--- Start of EXCERPT PROVIDED ---

Fine-Tuning Vision Transformer (ViT) on Tiny ImageNet Dataset

Introduction

This document provides a detailed overview of the strategy employed to fine-tune a Vision Transformer (ViT) on the Tiny ImageNet dataset, achieving a validation accuracy of 90.5% within 10 epochs.

Dataset Description

  • Dataset: Tiny ImageNet
  • Number of Classes: 200
  • Image Size: 64x64 resized to 384x384 for ViT

Model Configuration

  • Model: ViT-Base with patch size 16 (vit_base_patch16_384)
  • Pretrained Weights: Used pretrained weights from ImageNet
  • Optimizer: SGD with momentum (0.9)
  • Learning Rate: 1e-4
  • Weight Decay: 0.01
  • Scheduler: Cosine Annealing Learning Rate
  • Loss Function: Soft Target Cross-Entropy (for Mixup/CutMix)
  • Augmentation: RandAugment, Random Erasing, Mixup, and CutMix

Strategy

Data Preprocessing

  1. Image Resizing:
    • Images were resized to 384x384 to match the input dimensions required by the Vision Transformer (ViT) model. This ensures that the patching mechanism of the ViT (16x16 patches in this case) works seamlessly, dividing the images into the correct number of patches for transformer-based processing.
  2. Enhanced Data Augmentations:
    • RandAugment:
      • Method: This augmentation policy applies a random combination of transformations such as rotation, brightness adjustment, and flipping, chosen from a predefined pool of operations.
      • Implementation: Integrated using the RandAugment class from torchvision.transforms.
      • Intuition: Augmentations simulate diverse scenarios in the dataset, enhancing model robustness to unseen variations in real-world applications.
    • Random Erasing:
      • Method: Randomly erases parts of an image during training by replacing selected regions with random pixel values.
      • Probability: Set to 0.25, meaning 25% of training images had a random region erased.
      • Intuition: Prevents the model from over-relying on specific regions of an image, encouraging it to learn more generalized features.

Training Enhancements

  1. Mixup and CutMix:
    • Mixup:
      • Method: Mixup blends two training examples and their labels, creating a synthetic training sample:
        [ \tilde{x} = \lambda x_i + (1 - \lambda) x_j, \quad \tilde{y} = \lambda y_i + (1 - \lambda) y_j ]
        where ( \lambda ) is sampled from a Beta distribution.

--- End of EXCERPT PROVIDED ---
--- Start of RECORDS PROVIDED ---

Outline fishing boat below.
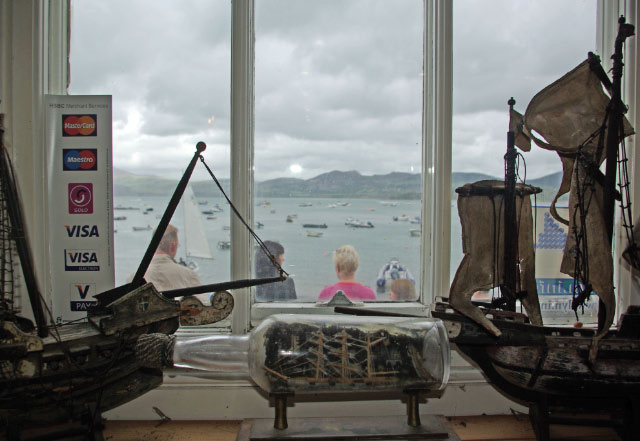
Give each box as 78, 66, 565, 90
344, 218, 374, 228
302, 224, 327, 228
0, 138, 282, 440
432, 17, 640, 441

--- End of RECORDS PROVIDED ---

WRITTEN REQUEST —
In the ViT fine-tuning overview above, reproduce word for word the passage that begins with "2. Enhanced Data" and ends with "class from torchvision.transforms.".

RESPONSE TO THIS EXERCISE —
2. Enhanced Data Augmentations:
    • RandAugment:
      • Method: This augmentation policy applies a random combination of transformations such as rotation, brightness adjustment, and flipping, chosen from a predefined pool of operations.
      • Implementation: Integrated using the RandAugment class from torchvision.transforms.